Provided data:
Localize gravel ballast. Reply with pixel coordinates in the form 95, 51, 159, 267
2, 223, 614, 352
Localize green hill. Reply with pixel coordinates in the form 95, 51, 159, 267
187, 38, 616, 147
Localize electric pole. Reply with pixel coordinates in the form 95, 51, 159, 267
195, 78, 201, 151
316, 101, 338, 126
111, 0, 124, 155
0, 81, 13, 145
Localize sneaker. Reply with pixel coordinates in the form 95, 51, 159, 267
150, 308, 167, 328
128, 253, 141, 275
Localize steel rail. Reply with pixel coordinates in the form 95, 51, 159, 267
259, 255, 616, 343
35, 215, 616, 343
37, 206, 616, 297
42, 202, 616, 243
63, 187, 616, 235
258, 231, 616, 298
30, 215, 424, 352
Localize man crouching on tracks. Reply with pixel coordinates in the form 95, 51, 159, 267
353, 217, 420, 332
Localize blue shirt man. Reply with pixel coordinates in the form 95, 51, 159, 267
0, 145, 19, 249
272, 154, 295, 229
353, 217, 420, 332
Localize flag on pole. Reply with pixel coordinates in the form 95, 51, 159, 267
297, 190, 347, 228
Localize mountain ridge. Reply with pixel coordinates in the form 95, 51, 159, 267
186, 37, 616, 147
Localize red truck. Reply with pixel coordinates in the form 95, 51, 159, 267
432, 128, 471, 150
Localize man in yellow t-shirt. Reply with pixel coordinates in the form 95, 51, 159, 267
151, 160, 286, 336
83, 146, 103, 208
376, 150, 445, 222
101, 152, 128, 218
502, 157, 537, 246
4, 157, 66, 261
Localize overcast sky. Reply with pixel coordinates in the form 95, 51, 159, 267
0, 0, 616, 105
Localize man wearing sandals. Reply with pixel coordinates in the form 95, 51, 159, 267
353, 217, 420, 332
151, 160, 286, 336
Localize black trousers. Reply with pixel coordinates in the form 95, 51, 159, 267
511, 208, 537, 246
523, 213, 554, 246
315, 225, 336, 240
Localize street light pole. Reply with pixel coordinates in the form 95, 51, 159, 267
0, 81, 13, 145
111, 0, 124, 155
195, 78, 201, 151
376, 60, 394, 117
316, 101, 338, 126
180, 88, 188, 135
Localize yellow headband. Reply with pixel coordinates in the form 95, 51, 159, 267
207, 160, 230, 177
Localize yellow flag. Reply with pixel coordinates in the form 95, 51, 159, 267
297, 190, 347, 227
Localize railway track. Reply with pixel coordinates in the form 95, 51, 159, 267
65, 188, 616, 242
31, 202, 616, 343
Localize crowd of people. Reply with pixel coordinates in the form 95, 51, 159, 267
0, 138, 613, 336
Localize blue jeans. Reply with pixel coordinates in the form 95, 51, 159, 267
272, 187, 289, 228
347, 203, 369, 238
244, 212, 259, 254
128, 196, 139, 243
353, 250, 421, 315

Problem description: Print out the whole listing exactly as it appears.

Finished task:
Localize gravel ballast. Reply with pixel coordinates in the form 95, 51, 159, 267
2, 223, 614, 352
Localize green hill. Reply with pixel coordinates in the form 95, 51, 159, 267
187, 38, 616, 147
Localize electric pole. Reply with pixel coordinates in the form 95, 51, 159, 267
195, 78, 201, 151
316, 101, 338, 126
111, 0, 124, 155
0, 81, 13, 145
Localize sneaker. Reply with pixel coordinates in the form 95, 51, 159, 267
150, 308, 167, 328
128, 253, 141, 275
Localize steel rail. Reply with pixel coordinates in the form 95, 51, 159, 267
259, 255, 616, 343
35, 215, 616, 343
37, 206, 616, 297
42, 202, 616, 243
63, 187, 616, 235
258, 231, 616, 298
30, 215, 424, 352
Localize man crouching on tracks. Reply with pixel coordinates in the form 95, 51, 159, 267
353, 217, 420, 332
Localize blue shirt man. Reply with pixel coordinates in the form 95, 51, 159, 267
0, 145, 19, 249
272, 154, 295, 229
353, 217, 420, 332
Localize flag on pole. Reply with pixel coordinates in the form 95, 51, 159, 267
297, 190, 347, 228
Localize mountain ridge. Reply with pixel coordinates in the form 95, 51, 159, 267
186, 37, 616, 147
Localize red truck. Reply with pixel coordinates in the form 95, 51, 159, 267
432, 128, 471, 150
Localize man in yellow t-shirt. Reply with pixel coordinates in the form 95, 51, 159, 267
151, 160, 286, 336
83, 146, 103, 208
376, 150, 445, 222
101, 152, 128, 218
502, 157, 537, 246
4, 157, 66, 261
Localize overcast sky. Reply with pixel coordinates in the form 95, 51, 159, 267
0, 0, 616, 105
Localize man wearing sandals. Reply with pixel coordinates in the form 95, 51, 159, 267
353, 217, 420, 332
151, 160, 286, 336
Localize black trousers. Reply with pixel coordinates in the form 95, 51, 159, 267
511, 208, 537, 246
523, 213, 554, 246
315, 225, 336, 240
Localize street light pole. Reply with pixel coordinates in the form 95, 51, 159, 267
0, 81, 13, 145
111, 0, 124, 155
195, 78, 201, 151
376, 60, 394, 117
316, 101, 338, 126
180, 88, 188, 135
Localize yellow headband. Reply with pixel coordinates in the form 95, 51, 159, 267
207, 160, 230, 177
Localize yellow flag. Reply with pixel coordinates in the form 95, 51, 159, 267
297, 190, 347, 227
Localize railway track. Reply with pixel coordinates in the form 95, 51, 159, 267
65, 188, 616, 242
31, 202, 616, 343
Localize crowd of people. Reply with pixel coordinates in the form 95, 51, 159, 267
0, 138, 613, 336
Localize blue jeans. Reply with pixel coordinates in the form 95, 51, 159, 267
272, 187, 289, 228
347, 203, 369, 238
244, 212, 259, 254
128, 196, 139, 243
353, 250, 421, 315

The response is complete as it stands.